**Description of the task**
Copy the result of filtering the entries below for lines that include the string "road".

**Information given**
****************************************

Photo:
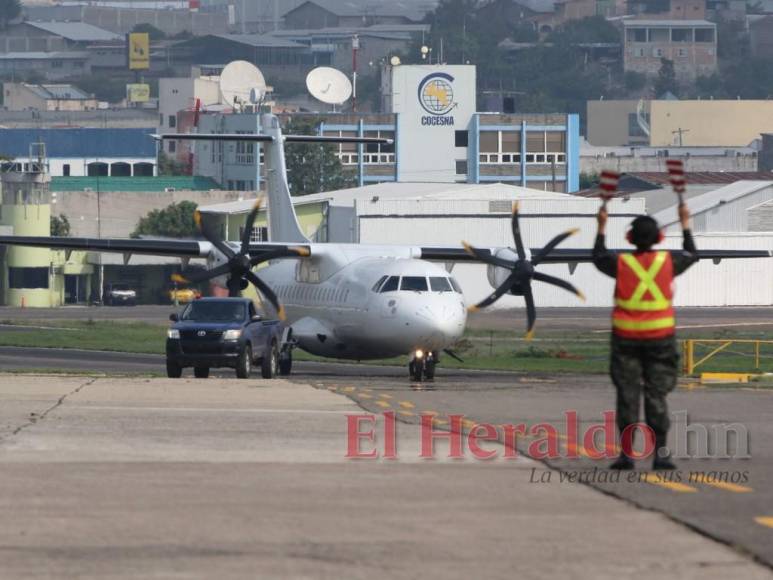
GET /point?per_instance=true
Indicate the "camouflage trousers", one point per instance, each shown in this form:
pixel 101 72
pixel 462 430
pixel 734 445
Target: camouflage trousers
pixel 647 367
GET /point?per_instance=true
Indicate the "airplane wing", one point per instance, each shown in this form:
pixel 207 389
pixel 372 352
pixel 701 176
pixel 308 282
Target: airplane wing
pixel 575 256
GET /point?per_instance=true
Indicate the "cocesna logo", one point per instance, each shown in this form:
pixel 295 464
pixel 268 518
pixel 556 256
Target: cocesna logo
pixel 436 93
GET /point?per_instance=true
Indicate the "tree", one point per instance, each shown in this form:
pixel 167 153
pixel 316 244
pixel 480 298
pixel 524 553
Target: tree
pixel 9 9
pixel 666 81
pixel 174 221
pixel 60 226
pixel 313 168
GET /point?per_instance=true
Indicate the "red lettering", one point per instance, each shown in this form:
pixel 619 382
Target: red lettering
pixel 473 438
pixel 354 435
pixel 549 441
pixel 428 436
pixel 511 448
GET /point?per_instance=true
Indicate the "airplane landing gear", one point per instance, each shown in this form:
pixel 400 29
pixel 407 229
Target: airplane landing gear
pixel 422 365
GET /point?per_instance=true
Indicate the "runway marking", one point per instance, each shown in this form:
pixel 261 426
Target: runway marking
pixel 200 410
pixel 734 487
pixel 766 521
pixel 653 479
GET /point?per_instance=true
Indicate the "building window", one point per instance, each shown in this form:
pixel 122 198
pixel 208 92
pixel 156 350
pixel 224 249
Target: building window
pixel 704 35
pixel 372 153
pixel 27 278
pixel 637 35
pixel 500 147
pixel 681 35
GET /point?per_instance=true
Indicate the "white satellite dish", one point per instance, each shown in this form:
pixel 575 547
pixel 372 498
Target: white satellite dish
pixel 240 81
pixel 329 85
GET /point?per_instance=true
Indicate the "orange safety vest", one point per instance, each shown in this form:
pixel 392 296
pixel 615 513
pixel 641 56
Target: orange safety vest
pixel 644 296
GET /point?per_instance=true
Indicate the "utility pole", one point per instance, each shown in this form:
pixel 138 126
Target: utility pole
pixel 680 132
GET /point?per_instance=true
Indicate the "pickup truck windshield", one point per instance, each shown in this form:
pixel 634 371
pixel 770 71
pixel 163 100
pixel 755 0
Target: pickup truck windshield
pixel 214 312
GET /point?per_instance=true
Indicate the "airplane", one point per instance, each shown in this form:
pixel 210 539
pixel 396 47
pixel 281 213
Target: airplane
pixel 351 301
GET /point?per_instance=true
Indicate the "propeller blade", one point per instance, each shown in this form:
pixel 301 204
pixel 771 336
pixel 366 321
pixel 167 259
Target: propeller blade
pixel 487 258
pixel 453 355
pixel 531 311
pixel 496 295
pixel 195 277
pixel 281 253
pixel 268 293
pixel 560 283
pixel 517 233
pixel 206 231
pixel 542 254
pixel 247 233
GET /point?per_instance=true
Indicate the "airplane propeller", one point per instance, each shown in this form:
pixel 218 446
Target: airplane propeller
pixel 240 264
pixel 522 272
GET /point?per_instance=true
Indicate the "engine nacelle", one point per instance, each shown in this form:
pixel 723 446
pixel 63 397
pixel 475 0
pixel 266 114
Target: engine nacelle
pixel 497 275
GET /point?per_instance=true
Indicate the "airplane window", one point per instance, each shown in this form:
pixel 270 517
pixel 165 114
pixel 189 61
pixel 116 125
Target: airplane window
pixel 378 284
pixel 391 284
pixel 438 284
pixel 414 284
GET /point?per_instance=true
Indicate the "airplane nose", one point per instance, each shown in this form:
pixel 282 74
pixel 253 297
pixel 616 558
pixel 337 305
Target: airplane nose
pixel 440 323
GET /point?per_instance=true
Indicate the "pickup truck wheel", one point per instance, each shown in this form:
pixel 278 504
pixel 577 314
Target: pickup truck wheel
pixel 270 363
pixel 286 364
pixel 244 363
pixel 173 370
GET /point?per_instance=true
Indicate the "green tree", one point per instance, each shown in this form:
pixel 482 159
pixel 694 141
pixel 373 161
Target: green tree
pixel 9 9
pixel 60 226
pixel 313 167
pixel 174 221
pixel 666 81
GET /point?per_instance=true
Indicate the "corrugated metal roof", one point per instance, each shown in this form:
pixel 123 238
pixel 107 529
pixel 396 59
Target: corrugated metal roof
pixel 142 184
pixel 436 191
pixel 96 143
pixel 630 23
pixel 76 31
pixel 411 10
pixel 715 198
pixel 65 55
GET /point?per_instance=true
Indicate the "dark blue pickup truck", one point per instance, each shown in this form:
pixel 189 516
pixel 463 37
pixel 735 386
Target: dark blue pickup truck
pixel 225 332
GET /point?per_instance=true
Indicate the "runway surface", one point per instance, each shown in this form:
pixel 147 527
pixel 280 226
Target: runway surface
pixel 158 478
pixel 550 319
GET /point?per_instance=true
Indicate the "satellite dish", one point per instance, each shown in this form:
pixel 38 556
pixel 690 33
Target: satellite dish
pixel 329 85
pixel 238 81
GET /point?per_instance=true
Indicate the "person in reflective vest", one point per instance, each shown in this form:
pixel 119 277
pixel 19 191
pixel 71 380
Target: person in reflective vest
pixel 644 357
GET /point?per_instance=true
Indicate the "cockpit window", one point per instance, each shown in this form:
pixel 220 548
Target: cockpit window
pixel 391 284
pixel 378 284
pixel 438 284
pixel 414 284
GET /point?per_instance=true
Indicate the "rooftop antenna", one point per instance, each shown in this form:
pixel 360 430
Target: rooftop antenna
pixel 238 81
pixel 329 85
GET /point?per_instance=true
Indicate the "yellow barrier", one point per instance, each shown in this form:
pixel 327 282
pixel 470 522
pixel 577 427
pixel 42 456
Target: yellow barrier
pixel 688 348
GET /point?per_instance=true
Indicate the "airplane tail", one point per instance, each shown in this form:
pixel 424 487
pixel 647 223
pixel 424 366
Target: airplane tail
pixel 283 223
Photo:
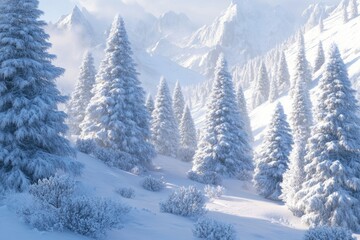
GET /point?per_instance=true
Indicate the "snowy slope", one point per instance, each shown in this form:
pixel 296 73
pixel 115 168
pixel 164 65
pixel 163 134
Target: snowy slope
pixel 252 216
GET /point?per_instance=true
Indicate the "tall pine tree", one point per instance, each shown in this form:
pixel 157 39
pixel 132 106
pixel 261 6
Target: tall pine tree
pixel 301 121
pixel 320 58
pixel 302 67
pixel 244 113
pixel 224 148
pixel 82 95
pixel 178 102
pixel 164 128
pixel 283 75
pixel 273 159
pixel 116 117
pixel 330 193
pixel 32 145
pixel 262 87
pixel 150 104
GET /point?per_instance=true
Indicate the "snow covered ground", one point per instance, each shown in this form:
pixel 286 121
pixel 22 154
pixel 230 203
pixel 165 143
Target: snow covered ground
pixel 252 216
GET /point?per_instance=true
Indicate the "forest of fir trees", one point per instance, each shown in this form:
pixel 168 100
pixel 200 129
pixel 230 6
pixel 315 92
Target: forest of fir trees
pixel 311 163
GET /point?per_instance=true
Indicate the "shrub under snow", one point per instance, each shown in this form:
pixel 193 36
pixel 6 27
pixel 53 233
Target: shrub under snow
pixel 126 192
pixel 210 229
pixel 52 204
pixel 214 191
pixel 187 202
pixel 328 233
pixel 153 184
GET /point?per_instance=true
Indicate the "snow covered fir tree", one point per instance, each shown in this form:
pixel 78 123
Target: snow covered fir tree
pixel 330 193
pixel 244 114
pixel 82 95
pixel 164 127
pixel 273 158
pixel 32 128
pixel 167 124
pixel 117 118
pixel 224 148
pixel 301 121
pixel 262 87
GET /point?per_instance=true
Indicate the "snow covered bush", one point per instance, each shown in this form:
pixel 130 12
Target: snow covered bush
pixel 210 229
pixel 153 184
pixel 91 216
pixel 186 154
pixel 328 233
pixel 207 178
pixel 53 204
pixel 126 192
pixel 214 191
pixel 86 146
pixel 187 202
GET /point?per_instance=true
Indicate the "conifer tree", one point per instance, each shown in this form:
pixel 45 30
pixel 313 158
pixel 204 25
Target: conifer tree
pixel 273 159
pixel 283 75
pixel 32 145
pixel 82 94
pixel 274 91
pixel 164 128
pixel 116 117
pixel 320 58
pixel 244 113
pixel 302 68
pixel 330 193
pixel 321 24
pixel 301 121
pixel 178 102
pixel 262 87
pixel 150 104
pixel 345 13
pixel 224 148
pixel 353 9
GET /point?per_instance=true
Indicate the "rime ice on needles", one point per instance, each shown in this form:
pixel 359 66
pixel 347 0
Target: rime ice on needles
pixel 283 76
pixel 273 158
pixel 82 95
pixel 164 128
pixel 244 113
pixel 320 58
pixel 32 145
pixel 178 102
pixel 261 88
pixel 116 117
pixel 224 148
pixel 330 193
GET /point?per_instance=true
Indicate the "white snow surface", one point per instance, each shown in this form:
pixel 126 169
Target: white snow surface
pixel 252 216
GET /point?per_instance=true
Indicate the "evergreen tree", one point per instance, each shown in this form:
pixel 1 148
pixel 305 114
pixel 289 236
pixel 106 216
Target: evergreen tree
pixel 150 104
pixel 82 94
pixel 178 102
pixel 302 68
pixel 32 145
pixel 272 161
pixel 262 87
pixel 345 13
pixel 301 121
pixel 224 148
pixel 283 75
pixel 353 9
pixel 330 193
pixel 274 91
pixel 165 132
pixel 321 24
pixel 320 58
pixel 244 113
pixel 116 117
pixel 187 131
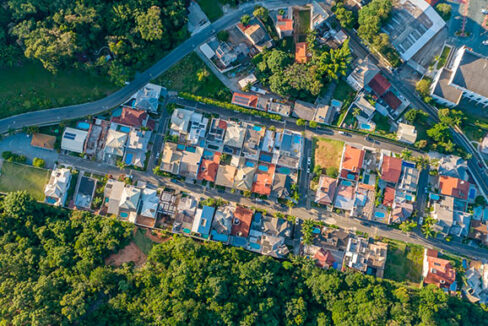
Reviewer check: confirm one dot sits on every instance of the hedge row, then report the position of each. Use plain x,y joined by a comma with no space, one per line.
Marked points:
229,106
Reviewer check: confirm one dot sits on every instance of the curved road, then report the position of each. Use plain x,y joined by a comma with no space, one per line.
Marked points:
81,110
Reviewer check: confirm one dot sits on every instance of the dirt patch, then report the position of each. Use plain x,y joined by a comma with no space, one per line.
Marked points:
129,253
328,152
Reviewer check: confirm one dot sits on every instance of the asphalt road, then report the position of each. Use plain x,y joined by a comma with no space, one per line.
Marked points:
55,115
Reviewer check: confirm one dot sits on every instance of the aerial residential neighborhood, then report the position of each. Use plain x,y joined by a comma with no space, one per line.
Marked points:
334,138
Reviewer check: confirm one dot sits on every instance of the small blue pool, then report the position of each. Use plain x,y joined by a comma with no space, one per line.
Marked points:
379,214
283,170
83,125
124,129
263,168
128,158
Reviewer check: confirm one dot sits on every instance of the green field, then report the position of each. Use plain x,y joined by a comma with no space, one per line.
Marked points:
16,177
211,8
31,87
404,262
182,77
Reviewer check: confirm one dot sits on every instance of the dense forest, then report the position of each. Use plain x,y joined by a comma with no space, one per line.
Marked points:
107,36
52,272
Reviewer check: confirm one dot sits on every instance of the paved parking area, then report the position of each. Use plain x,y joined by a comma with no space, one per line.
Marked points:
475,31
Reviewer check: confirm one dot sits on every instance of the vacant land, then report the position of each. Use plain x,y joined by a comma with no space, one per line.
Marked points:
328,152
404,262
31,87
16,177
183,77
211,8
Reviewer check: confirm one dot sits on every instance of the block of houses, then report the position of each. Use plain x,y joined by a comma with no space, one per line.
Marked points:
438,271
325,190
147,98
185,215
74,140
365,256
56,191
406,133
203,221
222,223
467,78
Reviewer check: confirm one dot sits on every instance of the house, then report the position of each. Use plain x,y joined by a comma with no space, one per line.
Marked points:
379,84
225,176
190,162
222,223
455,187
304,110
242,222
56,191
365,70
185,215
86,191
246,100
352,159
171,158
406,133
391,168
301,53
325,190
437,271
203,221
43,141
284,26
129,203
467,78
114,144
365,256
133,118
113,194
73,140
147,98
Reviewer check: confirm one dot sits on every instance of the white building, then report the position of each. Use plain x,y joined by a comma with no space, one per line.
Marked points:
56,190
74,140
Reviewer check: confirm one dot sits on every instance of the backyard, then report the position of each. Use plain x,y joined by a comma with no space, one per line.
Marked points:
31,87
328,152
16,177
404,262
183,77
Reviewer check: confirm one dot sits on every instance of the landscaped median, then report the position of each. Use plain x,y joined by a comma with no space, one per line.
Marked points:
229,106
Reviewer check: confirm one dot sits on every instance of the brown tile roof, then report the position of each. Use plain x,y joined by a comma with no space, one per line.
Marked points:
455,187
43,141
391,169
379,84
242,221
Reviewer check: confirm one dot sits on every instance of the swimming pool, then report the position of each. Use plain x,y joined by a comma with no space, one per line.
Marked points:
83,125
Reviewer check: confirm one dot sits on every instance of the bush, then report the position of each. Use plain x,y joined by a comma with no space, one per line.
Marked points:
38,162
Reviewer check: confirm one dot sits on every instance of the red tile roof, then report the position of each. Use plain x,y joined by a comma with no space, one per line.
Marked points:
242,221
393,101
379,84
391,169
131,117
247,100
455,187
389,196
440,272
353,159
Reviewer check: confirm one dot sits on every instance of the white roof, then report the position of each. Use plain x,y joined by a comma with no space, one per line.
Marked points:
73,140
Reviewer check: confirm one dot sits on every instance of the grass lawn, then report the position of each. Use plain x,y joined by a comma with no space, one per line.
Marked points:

****************************************

**Answer below**
Reviewer check: confirm one dot sits on every instance of the curved road, then report the position of each. Use plain x,y joined by a comma with no space, one per line.
Reviewer check: confirm one dot sits on every instance of the asphalt road, then report the position of each. Use plain x,y joined by a comma with no space, one per line.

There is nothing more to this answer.